**STATED PROBLEM**
Rewrite the records from the line containing "Indicate the grass" through the end of the records, requests included. Multiply each coordinate in the answers by 2.4, rounding to whole numbers with halves rounded up, and leave the sample coordinates in the requests unchanged.

**Extracted data entries**
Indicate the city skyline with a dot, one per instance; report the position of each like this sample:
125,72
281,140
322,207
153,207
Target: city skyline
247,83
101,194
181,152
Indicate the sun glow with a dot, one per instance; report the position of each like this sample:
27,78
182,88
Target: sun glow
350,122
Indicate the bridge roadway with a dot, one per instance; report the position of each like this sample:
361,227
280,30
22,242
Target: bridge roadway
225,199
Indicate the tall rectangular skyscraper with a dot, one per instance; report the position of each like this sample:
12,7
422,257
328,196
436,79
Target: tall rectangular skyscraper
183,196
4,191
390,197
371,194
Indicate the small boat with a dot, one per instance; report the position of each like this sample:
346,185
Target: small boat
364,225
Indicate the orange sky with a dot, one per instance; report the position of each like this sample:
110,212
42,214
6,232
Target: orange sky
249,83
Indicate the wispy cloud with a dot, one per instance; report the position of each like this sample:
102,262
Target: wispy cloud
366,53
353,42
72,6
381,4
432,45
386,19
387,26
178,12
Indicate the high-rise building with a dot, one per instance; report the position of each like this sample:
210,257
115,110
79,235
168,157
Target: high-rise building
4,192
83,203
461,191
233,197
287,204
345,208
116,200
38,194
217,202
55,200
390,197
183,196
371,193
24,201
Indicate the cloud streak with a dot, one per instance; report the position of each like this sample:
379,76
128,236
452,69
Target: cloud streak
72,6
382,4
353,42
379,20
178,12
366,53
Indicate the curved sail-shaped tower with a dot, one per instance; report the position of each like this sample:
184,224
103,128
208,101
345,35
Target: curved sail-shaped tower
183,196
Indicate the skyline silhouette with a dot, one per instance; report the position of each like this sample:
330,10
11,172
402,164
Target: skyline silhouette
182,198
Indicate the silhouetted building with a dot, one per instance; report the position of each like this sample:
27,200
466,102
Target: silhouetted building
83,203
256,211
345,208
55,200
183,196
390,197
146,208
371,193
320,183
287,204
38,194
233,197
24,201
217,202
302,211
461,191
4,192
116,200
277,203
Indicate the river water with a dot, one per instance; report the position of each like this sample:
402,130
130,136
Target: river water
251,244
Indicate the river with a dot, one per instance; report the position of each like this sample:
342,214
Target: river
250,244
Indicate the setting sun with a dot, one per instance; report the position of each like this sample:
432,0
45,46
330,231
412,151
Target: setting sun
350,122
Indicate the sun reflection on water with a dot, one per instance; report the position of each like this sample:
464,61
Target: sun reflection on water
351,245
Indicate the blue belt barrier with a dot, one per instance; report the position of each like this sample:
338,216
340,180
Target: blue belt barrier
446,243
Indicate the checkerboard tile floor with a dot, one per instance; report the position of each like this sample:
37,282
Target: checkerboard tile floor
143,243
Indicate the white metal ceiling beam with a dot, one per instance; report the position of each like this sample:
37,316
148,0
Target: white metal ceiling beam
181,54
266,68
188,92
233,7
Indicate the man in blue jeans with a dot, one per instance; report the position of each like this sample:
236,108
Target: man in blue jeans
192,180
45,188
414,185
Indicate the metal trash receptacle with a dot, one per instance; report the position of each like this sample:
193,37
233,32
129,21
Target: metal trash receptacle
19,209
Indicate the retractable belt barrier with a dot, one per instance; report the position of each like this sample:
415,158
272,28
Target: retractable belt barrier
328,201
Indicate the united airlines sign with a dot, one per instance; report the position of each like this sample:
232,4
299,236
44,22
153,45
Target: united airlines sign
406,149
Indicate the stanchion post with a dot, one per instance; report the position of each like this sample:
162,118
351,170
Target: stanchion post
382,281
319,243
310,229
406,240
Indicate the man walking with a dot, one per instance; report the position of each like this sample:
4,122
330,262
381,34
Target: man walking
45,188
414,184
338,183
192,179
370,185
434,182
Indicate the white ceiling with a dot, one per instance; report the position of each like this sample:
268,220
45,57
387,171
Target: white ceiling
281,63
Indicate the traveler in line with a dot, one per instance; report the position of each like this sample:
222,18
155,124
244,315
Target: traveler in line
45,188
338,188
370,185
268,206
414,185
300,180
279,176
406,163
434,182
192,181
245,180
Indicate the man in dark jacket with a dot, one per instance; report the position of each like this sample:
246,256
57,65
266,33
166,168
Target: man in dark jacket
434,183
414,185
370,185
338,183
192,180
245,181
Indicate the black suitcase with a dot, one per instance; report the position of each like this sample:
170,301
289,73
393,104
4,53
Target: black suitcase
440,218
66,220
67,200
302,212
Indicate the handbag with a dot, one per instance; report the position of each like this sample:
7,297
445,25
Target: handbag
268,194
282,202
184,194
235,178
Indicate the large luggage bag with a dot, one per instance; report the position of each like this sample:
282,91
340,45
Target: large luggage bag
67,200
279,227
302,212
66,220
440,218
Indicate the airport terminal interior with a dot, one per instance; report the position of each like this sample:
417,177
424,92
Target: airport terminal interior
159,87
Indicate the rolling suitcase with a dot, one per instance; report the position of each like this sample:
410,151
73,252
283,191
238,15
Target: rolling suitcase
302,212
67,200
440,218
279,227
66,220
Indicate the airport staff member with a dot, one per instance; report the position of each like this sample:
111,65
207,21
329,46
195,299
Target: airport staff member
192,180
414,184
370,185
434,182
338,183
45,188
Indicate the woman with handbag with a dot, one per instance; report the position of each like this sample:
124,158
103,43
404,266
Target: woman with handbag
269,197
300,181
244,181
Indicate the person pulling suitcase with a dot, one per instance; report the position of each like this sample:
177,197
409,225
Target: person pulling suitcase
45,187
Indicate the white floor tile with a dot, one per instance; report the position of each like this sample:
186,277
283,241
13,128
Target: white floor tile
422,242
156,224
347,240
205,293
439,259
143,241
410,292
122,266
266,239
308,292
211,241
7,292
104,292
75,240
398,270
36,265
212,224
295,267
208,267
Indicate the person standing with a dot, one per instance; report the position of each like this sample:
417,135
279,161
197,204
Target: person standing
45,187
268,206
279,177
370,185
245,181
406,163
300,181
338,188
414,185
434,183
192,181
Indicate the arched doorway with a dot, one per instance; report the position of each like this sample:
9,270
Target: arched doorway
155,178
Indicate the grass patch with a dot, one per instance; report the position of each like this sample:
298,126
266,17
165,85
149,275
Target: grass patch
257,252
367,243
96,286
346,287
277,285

**THE RESPONSE**
Indicate the grass patch with a dot, one per instance; report the position of each like this sample:
298,126
266,17
165,85
149,275
Target: grass patch
617,605
881,583
230,686
830,689
665,684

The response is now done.